Problem details ->
For each line of the data below that contains "track", return that line.

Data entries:
----

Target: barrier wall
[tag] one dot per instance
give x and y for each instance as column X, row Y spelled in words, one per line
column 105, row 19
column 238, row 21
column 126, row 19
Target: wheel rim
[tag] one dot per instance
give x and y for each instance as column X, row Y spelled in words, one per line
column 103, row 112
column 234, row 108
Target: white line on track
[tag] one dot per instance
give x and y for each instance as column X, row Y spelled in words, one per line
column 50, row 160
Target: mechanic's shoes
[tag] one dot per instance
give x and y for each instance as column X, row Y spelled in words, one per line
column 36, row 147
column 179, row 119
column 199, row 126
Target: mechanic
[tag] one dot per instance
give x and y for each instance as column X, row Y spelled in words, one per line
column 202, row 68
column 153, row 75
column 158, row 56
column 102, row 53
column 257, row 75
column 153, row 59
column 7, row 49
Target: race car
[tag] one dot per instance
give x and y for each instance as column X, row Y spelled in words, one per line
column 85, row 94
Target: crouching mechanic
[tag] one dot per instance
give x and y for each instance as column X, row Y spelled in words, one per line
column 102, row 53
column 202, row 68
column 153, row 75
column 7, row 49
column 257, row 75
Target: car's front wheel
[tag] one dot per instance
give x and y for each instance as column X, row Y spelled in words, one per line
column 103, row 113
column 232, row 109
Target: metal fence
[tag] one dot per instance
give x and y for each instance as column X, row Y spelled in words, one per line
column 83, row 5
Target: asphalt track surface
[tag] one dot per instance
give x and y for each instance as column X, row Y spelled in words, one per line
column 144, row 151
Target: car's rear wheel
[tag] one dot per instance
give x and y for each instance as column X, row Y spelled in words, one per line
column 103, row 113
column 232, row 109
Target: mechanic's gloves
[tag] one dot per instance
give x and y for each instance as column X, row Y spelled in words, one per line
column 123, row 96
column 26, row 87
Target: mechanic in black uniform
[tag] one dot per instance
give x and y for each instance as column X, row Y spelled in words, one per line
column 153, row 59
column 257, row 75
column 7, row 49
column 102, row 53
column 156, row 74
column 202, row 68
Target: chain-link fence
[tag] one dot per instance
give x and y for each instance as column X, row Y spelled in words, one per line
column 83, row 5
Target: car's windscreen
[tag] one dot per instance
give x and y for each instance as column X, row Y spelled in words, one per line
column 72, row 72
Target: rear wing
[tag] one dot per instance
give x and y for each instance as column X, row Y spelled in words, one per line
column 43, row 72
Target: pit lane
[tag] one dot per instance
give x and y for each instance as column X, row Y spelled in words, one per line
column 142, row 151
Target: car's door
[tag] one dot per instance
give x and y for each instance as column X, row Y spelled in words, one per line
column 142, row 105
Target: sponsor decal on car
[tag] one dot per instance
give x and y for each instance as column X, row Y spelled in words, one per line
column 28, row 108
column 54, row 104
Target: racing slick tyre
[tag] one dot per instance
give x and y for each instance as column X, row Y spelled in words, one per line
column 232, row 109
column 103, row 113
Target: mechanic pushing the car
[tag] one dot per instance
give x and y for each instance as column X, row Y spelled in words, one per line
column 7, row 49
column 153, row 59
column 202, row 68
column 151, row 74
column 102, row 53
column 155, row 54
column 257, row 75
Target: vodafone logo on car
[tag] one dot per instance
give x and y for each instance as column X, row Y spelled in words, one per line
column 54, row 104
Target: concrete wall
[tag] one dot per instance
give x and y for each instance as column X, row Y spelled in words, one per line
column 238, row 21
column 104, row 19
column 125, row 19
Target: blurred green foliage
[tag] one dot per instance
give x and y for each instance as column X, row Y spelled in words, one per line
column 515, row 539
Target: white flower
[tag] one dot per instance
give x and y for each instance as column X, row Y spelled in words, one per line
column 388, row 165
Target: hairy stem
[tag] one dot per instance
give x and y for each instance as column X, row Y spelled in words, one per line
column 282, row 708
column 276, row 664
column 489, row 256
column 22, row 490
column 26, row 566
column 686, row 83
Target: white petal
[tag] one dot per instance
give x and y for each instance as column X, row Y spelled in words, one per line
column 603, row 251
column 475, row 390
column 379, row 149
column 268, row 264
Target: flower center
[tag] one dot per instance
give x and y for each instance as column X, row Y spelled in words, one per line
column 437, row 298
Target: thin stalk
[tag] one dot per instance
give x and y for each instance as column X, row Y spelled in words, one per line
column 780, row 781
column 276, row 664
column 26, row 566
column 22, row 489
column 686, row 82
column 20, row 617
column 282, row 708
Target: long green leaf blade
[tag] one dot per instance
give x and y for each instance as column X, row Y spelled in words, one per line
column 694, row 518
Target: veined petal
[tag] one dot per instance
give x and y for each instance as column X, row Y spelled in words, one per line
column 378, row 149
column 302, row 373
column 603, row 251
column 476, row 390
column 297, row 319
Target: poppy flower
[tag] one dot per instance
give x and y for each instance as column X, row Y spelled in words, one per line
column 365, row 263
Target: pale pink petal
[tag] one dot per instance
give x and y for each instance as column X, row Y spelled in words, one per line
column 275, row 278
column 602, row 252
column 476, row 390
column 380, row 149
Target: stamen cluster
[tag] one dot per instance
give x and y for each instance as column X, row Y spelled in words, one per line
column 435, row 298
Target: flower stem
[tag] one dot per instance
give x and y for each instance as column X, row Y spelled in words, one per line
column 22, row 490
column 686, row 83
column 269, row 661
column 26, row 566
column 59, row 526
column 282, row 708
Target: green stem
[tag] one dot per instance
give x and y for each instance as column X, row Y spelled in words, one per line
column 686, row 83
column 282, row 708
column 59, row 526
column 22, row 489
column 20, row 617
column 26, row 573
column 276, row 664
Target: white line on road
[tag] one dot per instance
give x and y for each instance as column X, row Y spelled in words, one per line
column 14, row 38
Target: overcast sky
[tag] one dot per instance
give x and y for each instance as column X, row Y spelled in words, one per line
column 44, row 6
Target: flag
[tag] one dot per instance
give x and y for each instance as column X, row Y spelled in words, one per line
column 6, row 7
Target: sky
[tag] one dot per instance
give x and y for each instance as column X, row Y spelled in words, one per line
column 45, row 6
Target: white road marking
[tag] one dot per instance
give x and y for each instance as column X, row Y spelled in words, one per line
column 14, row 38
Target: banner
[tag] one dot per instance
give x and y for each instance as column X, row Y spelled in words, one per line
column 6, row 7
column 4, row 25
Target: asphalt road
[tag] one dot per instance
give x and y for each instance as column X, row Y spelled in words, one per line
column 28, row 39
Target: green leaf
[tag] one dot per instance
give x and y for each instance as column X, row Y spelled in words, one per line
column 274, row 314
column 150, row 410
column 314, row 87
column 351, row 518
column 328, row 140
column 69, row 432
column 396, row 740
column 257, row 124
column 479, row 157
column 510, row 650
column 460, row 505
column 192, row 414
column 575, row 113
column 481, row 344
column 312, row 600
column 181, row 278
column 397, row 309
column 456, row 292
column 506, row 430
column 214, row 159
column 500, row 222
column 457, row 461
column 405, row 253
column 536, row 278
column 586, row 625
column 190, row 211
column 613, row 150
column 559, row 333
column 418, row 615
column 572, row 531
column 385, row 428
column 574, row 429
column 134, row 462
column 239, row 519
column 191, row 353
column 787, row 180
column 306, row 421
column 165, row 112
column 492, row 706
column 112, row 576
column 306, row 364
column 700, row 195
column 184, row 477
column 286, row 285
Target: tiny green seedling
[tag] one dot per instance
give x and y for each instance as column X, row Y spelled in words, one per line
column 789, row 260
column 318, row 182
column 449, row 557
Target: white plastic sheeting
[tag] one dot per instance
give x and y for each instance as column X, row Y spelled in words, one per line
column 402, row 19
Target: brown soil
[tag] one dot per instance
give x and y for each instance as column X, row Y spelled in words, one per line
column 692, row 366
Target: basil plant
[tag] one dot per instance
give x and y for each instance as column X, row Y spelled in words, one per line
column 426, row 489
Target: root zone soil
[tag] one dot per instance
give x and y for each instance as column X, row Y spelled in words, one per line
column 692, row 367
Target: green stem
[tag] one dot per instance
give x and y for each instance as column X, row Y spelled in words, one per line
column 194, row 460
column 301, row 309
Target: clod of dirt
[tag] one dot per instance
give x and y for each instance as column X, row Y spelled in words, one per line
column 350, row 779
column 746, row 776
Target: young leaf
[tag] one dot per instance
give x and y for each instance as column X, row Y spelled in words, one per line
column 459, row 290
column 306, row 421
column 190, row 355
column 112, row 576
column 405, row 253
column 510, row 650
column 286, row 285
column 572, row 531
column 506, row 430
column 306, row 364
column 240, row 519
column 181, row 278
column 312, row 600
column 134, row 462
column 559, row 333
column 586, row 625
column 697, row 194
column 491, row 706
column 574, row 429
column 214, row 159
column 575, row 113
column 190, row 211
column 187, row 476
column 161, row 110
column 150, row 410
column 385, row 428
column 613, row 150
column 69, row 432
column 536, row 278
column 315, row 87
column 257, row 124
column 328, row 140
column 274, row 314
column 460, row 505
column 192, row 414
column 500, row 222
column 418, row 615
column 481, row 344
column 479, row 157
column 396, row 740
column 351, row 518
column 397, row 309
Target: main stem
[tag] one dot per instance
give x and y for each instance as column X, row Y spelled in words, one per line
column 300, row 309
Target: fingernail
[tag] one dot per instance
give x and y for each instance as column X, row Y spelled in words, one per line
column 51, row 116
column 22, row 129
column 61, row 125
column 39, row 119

----

Expected output ->
Target: white line on track
Target: asphalt track surface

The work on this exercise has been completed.